**Required work**
Exclude the images, then return every line below exactly as written.

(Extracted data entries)
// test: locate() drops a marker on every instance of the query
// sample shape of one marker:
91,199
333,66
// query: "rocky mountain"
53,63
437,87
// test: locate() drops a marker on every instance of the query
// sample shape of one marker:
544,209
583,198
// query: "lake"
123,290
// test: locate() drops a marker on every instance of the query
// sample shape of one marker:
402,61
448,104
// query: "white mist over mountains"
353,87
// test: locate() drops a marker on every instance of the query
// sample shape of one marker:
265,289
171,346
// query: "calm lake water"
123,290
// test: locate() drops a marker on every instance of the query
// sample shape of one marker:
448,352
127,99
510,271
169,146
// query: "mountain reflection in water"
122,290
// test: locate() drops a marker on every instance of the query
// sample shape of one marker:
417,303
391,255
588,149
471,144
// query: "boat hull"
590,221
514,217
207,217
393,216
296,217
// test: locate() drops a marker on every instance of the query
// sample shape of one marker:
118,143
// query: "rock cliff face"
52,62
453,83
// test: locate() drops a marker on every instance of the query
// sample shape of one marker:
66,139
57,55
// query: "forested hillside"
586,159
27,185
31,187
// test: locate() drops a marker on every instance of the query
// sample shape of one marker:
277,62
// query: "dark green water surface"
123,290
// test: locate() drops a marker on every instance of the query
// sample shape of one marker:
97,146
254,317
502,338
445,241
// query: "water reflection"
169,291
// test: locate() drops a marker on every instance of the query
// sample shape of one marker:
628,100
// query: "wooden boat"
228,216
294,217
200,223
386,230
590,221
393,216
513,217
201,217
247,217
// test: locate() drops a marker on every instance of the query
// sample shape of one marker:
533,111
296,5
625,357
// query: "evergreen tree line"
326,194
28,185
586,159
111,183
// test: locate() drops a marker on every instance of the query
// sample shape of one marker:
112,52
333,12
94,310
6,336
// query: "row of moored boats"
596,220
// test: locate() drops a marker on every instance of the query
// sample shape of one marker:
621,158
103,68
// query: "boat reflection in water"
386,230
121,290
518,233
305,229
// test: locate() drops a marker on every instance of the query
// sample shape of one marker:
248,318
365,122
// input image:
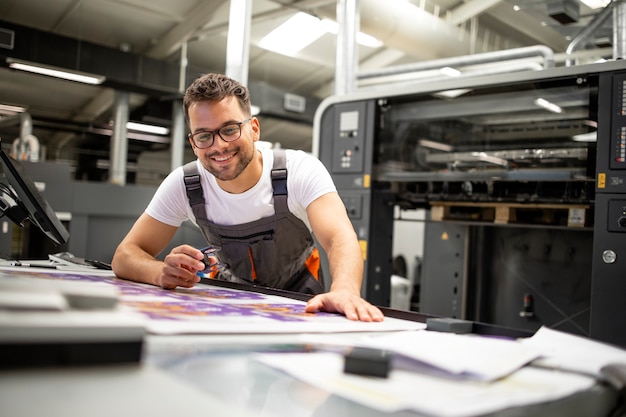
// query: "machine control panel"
348,141
617,216
618,141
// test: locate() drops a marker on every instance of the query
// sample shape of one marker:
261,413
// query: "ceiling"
66,116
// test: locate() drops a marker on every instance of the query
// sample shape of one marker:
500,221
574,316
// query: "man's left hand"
352,306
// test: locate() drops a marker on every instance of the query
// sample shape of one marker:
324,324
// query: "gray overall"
276,251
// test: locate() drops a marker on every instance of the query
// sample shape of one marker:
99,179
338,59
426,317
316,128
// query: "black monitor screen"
32,204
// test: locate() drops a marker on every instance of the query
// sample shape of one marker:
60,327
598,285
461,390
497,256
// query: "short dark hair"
215,87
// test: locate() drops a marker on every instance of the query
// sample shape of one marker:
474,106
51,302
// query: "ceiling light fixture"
450,72
51,71
301,30
142,127
11,110
596,4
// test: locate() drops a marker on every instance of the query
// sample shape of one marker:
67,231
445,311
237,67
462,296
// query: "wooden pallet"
504,213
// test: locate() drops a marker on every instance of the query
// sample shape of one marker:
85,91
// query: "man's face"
225,160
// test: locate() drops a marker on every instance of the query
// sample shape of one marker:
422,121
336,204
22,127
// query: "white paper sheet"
566,351
468,356
424,393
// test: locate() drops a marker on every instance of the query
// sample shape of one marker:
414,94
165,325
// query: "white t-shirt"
307,180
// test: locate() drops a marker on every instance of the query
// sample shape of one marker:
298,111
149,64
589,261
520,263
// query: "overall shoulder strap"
279,181
193,187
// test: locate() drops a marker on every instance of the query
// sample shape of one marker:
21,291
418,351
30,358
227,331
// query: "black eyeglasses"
229,133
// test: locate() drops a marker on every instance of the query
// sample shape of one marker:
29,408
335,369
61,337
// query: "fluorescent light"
295,34
11,110
450,72
301,30
596,4
142,127
361,38
42,69
586,137
545,104
452,93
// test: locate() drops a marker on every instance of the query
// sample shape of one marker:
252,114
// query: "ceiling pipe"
409,28
462,61
346,56
584,35
619,31
515,66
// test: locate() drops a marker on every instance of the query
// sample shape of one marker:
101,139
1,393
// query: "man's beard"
230,172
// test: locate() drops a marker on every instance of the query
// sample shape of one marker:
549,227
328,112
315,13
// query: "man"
259,206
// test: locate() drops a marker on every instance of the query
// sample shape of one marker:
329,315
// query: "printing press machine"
521,177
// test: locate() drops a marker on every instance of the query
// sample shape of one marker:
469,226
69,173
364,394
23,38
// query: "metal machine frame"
458,277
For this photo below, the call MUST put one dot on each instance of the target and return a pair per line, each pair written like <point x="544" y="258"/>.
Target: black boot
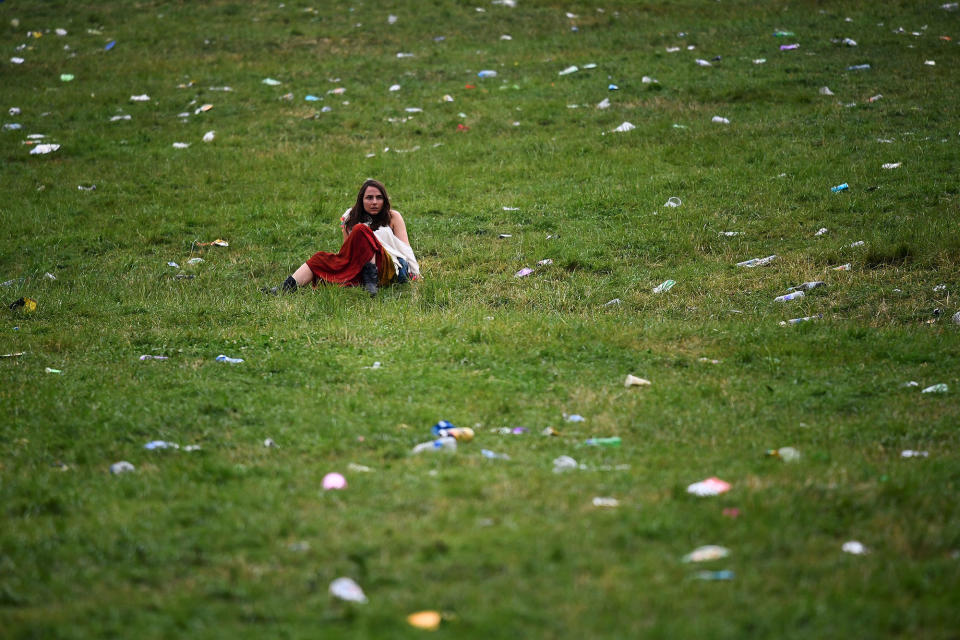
<point x="368" y="277"/>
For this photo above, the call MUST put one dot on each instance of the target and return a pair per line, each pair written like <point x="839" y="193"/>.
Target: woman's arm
<point x="397" y="226"/>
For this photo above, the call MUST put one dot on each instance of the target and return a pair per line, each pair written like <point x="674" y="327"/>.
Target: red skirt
<point x="344" y="267"/>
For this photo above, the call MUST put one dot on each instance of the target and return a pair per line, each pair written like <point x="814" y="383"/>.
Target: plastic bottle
<point x="604" y="442"/>
<point x="447" y="444"/>
<point x="789" y="296"/>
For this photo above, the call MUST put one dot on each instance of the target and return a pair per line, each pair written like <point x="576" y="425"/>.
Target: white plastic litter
<point x="43" y="149"/>
<point x="347" y="589"/>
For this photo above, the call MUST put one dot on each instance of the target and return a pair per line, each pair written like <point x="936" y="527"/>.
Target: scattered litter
<point x="565" y="463"/>
<point x="807" y="286"/>
<point x="709" y="487"/>
<point x="854" y="547"/>
<point x="634" y="381"/>
<point x="789" y="296"/>
<point x="27" y="304"/>
<point x="706" y="553"/>
<point x="786" y="454"/>
<point x="426" y="620"/>
<point x="121" y="467"/>
<point x="43" y="149"/>
<point x="611" y="441"/>
<point x="334" y="481"/>
<point x="347" y="589"/>
<point x="784" y="323"/>
<point x="447" y="444"/>
<point x="666" y="285"/>
<point x="709" y="576"/>
<point x="606" y="502"/>
<point x="160" y="444"/>
<point x="757" y="262"/>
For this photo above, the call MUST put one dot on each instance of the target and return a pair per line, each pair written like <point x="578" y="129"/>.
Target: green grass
<point x="240" y="540"/>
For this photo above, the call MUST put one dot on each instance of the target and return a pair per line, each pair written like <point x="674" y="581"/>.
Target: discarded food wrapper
<point x="633" y="381"/>
<point x="606" y="502"/>
<point x="427" y="620"/>
<point x="160" y="444"/>
<point x="121" y="467"/>
<point x="710" y="487"/>
<point x="855" y="547"/>
<point x="789" y="296"/>
<point x="334" y="481"/>
<point x="666" y="285"/>
<point x="711" y="576"/>
<point x="347" y="589"/>
<point x="565" y="463"/>
<point x="706" y="553"/>
<point x="27" y="304"/>
<point x="43" y="149"/>
<point x="757" y="262"/>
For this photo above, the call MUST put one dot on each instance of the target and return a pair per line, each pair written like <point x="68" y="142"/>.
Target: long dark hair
<point x="359" y="215"/>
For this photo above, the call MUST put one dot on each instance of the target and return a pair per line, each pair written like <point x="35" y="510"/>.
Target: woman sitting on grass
<point x="375" y="250"/>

**Reply to the exercise**
// test: locate() drops a marker on every instance of the query
// sample shape of one marker:
91,199
333,66
// query: "rocky mountain"
53,63
437,87
// test: locate() drops a marker on every instance of the query
// sample shape of one marker:
544,209
583,198
// query: "lake"
123,290
// test: locate() drops a marker on every instance of the query
// sample shape of one marker:
402,61
448,104
// query: "white mist over mountains"
353,87
// test: locate() drops a marker on every instance of the query
// sample shape of one marker:
265,289
171,346
// query: "calm lake water"
123,290
// test: locate() drops a marker on every instance of the query
// sample shape of one marker:
448,352
127,99
510,271
169,146
// query: "mountain reflection in water"
122,290
// test: locate() drops a marker on every instance of the query
// sample shape of one marker:
417,303
391,255
588,149
471,144
// query: "boat hull"
590,221
514,217
207,217
393,216
296,217
// test: locate() drops a marker on every instance of the query
// sample shape of one marker:
118,143
// query: "rock cliff face"
52,62
453,83
// test: locate() drops a marker on every instance of the query
// sample shape of one marker:
66,139
57,55
// query: "forested hillside"
586,159
27,185
31,187
// test: locate() drops a marker on every instance of the query
// sample shape of one marker:
277,62
// query: "dark green water surface"
123,290
// test: locate() drops a marker on every instance of the query
// sample shape of one marker:
97,146
254,317
502,338
445,241
// query: "water reflection"
169,291
// test: locate() drops a marker on every instance of the query
// sample shape of one marker:
628,100
// query: "wooden boat"
228,216
294,217
200,223
386,230
590,221
393,216
513,217
201,217
247,217
// test: locate() drops a marker on every instance of the query
// sample shape of one marker:
533,111
296,5
625,357
// query: "evergreen tree line"
326,194
28,185
586,159
111,183
// test: locate() drops a marker on every instance of the query
// sample shape of one marker:
112,52
333,12
94,310
6,336
// query: "row of moored boats"
596,220
// test: locate() drops a marker on every instance of the query
// sample shape of one marker:
621,158
103,68
// query: "boat reflection in water"
386,230
121,290
518,233
305,229
// test: locate() drops a marker on every instance of the query
// sample shape of one marker:
248,318
365,122
// input image:
// query: "machine control panel"
348,141
617,216
618,141
// test: locate() drops a marker on every instance of the query
// sample shape of one marker:
261,413
// query: "ceiling"
66,116
// test: locate() drops a marker on every instance of the query
// sample shape of one marker:
500,221
574,316
// query: "man's left hand"
352,306
// test: locate() drops a marker on every instance of the query
// sample shape of one marker:
324,324
// query: "gray overall"
276,251
// test: locate() drops a marker on every instance of the query
// sample shape of one marker:
99,179
338,59
426,317
316,128
// query: "black monitor screen"
32,204
// test: locate() drops a marker on every instance of the query
// sample shape of one marker:
60,327
598,285
461,390
497,256
// query: "short dark hair"
215,87
// test: locate() drops a marker on every instance of the query
// sample shape of one marker:
474,106
51,302
// query: "ceiling light fixture"
450,72
51,71
301,30
142,127
11,110
596,4
// test: locate() drops a marker on every instance of the query
// sample shape of one marker:
67,231
445,311
237,67
462,296
// query: "wooden pallet"
504,213
// test: locate() drops a marker on every instance of the query
// sample shape of one marker:
85,91
// query: "man's face"
225,160
// test: locate() drops a marker on every instance of the query
// sample shape of one marker:
422,121
336,204
22,127
// query: "white paper sheet"
566,351
468,356
424,393
// test: locate() drops a marker on every instance of the query
// sample shape of one marker:
414,94
165,325
// query: "white t-shirt"
307,180
// test: locate() drops a marker on every instance of the query
// sample shape of one marker:
298,111
149,64
589,261
520,263
// query: "overall shoulder strap"
279,181
193,187
// test: locate() drops a marker on every instance of the query
// sample shape of one marker:
21,291
418,351
30,358
227,331
// query: "black eyeglasses"
229,133
// test: locate() drops a marker on every instance of the query
// sample shape of one marker:
29,408
335,369
61,337
// query: "fluorescent light"
295,34
11,110
450,72
301,30
596,4
142,127
361,38
42,69
586,137
545,104
452,93
// test: locate() drops a marker on every instance of the query
// sample shape of one marker:
252,114
// query: "ceiling pipe"
409,28
462,61
346,56
584,35
619,31
515,66
// test: locate() drops a marker on every instance of the query
// sample shape of one marker:
101,139
1,393
// query: "man's beard"
230,172
// test: locate() drops a marker on every instance of the query
// sample shape of one marker:
549,227
328,112
315,13
// query: "man"
259,206
// test: locate() drops a marker on every instance of the query
// sample shape of one marker:
329,315
// query: "printing press machine"
521,177
// test: locate() drops a marker on every instance of the query
// sample shape of one marker:
469,226
69,173
364,394
23,38
// query: "metal machine frame"
458,277
For this photo below, the call MUST put one dot on each instance of the target and return a pair per line, each pair written like <point x="544" y="258"/>.
Target: black boot
<point x="368" y="277"/>
For this photo above, the call MUST put one dot on each instance of the target and return a pair per line, each pair written like <point x="839" y="193"/>.
Target: woman's arm
<point x="397" y="226"/>
For this photo above, the call MUST put one dot on each instance of the target and return a pair per line, each pair written like <point x="674" y="327"/>.
Target: red skirt
<point x="344" y="267"/>
For this photo above, the call MUST put one dot on each instance of the target and return a pair per line, each pair written like <point x="814" y="383"/>.
Target: plastic bottle
<point x="604" y="442"/>
<point x="447" y="444"/>
<point x="789" y="296"/>
For this photo above, the call MUST put one dot on each instance of the target and return a pair per line, each pair written like <point x="576" y="425"/>.
Target: white plastic litter
<point x="43" y="149"/>
<point x="347" y="589"/>
For this photo above, the call MUST put one dot on each instance of the target and return a pair per line, each pair written like <point x="936" y="527"/>.
Target: scattered litter
<point x="565" y="463"/>
<point x="807" y="286"/>
<point x="709" y="487"/>
<point x="854" y="547"/>
<point x="634" y="381"/>
<point x="789" y="296"/>
<point x="27" y="304"/>
<point x="706" y="553"/>
<point x="786" y="454"/>
<point x="426" y="620"/>
<point x="121" y="467"/>
<point x="43" y="149"/>
<point x="611" y="441"/>
<point x="334" y="481"/>
<point x="347" y="589"/>
<point x="784" y="323"/>
<point x="447" y="444"/>
<point x="666" y="285"/>
<point x="709" y="576"/>
<point x="606" y="502"/>
<point x="160" y="444"/>
<point x="757" y="262"/>
For this photo above, the call MUST put one dot on each instance of the target and return a pair per line, each pair written like <point x="578" y="129"/>.
Target: green grass
<point x="240" y="540"/>
For this photo above, the call MUST put one dot on each instance of the target and return a pair per line, each pair written like <point x="674" y="581"/>.
Target: discarded food wrapper
<point x="633" y="381"/>
<point x="606" y="502"/>
<point x="427" y="620"/>
<point x="160" y="444"/>
<point x="121" y="467"/>
<point x="710" y="487"/>
<point x="855" y="547"/>
<point x="789" y="296"/>
<point x="334" y="481"/>
<point x="666" y="285"/>
<point x="711" y="576"/>
<point x="347" y="589"/>
<point x="565" y="463"/>
<point x="706" y="553"/>
<point x="27" y="304"/>
<point x="43" y="149"/>
<point x="757" y="262"/>
For this photo above, the call MUST put one dot on each instance of the target and return a pair per line, each pair written like <point x="68" y="142"/>.
Target: long dark hair
<point x="359" y="215"/>
For this photo above, the call MUST put one dot on each instance of the target and return a pair per line, each pair written like <point x="35" y="510"/>.
Target: woman sitting on grass
<point x="375" y="250"/>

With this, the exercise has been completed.